> **Problem to work on**
Could you reproduce every record below exactly, excluding all pictures?

-- -- --

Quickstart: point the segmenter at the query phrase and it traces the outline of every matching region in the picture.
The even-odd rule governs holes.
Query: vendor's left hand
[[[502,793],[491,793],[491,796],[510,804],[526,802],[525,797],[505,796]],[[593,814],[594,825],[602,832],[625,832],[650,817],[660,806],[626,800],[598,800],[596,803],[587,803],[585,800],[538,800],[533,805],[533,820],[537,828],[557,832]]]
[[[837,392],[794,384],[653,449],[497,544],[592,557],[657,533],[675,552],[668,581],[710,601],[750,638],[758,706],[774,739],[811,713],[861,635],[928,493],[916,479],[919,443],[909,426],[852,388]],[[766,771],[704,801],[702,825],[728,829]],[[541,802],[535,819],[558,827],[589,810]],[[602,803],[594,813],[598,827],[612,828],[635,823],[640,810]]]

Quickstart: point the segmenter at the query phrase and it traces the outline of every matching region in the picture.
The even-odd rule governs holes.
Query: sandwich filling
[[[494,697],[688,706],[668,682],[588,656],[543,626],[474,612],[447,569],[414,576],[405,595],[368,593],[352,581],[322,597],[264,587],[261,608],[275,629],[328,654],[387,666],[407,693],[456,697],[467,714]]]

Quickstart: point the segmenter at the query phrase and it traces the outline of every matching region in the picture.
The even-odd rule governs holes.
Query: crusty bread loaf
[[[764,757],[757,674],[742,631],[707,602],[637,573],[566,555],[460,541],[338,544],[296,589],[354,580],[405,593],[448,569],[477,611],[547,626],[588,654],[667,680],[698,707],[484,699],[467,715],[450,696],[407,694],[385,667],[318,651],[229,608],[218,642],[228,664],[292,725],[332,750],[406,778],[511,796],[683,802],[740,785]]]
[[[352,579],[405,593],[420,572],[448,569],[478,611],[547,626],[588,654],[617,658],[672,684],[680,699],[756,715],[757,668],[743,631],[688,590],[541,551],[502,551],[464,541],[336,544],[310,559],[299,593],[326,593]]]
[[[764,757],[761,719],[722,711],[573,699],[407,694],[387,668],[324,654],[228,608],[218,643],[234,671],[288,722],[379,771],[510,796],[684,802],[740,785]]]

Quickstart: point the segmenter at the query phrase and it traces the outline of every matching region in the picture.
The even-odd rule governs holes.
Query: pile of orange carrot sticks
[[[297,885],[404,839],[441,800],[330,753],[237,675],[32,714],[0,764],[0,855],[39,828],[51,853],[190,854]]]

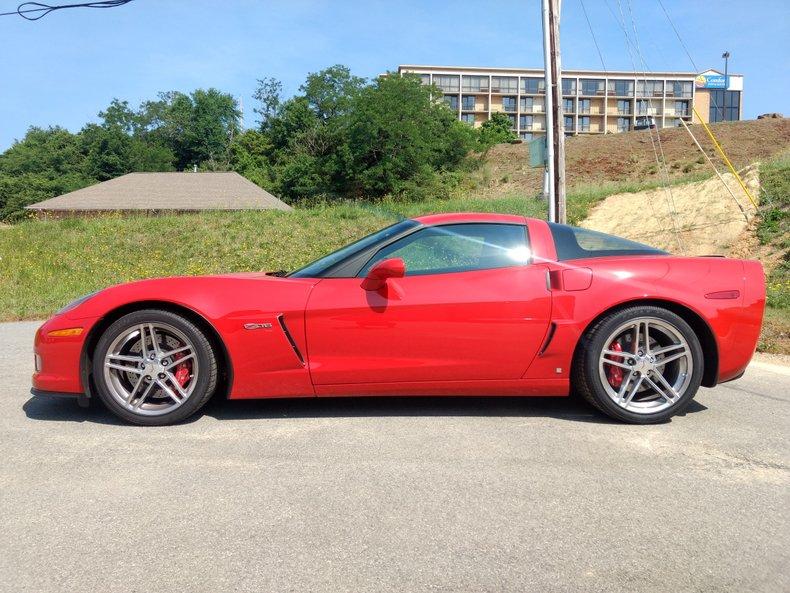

-- -- --

> **Solution**
Quickstart: point the segmenter at the query phrase and it traces the outline of every matching region in the picture.
The even-odd rule governs holes.
Query: vendor's left hand
[[[502,793],[491,793],[491,796],[510,804],[526,802],[525,797],[505,796]],[[593,814],[594,825],[602,832],[625,832],[650,817],[660,806],[626,800],[598,800],[596,803],[587,803],[585,800],[538,800],[533,805],[533,820],[537,828],[557,832]]]
[[[837,392],[794,384],[653,449],[497,544],[592,557],[657,533],[675,552],[668,581],[710,601],[750,638],[758,706],[774,739],[811,713],[861,635],[928,493],[916,479],[919,443],[909,426],[852,388]],[[766,771],[704,801],[702,825],[728,829]],[[541,802],[535,819],[558,827],[589,810]],[[602,803],[594,813],[598,827],[612,828],[635,823],[640,810]]]

Quickstart: point the segmenter at the query phrase and it traces the outline of every matching region in the picture.
The even-odd rule governs holes.
Query: sandwich filling
[[[494,697],[688,706],[668,682],[588,656],[543,626],[474,612],[447,569],[414,576],[405,595],[368,593],[352,581],[322,597],[264,587],[261,608],[275,629],[328,654],[387,666],[407,693],[456,697],[467,714]]]

Quickstart: point the segmenter at the query phrase and it traces the outline of every matching region in the picture.
The even-odd rule governs holes.
Query: crusty bread loaf
[[[764,757],[757,674],[742,631],[707,602],[637,573],[566,555],[460,541],[338,544],[296,589],[354,580],[405,593],[448,569],[477,611],[547,626],[588,654],[667,680],[698,707],[484,699],[467,715],[450,696],[407,694],[385,667],[318,651],[229,608],[218,642],[228,664],[292,725],[332,750],[406,778],[511,796],[683,802],[740,785]]]
[[[352,579],[405,593],[420,572],[448,569],[478,611],[547,626],[588,654],[617,658],[672,684],[680,699],[756,715],[757,668],[743,631],[688,590],[541,551],[502,551],[464,541],[336,544],[310,559],[299,593],[326,593]]]
[[[764,757],[761,719],[722,711],[573,699],[407,694],[387,668],[324,654],[228,608],[218,643],[234,671],[288,722],[379,771],[510,796],[684,802],[740,785]]]

Quickstart: point the segmenter at the query phrase and it traces the outline of every matching region in the picture.
The even-odd rule governs holes.
Query: pile of orange carrot sticks
[[[297,885],[404,839],[441,800],[330,753],[237,675],[32,714],[0,764],[0,855],[39,828],[51,853],[190,854]]]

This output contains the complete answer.